What you have to do:
Using the listing, copy each whole line that features "every".

Material provided:
□ □ □ □ □ □ □
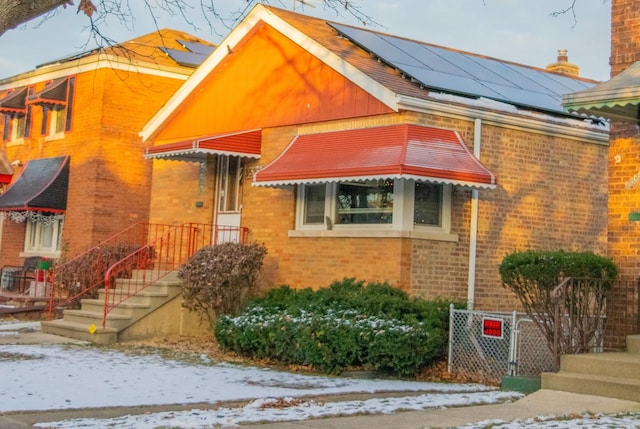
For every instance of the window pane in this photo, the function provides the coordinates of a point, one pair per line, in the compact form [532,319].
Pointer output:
[314,201]
[46,236]
[369,202]
[233,185]
[427,205]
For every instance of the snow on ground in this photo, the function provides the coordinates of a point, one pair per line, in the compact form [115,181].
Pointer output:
[54,377]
□ □ □ □ □ □ □
Response to this exercise:
For every instance of the window pane in this photo, the function provides the coordinates of a point, one pair per line, in the compact form [532,319].
For every instance of the snow on ground in this photo, the function provides the coordinates of a point, one pair per line, in the compact form [115,181].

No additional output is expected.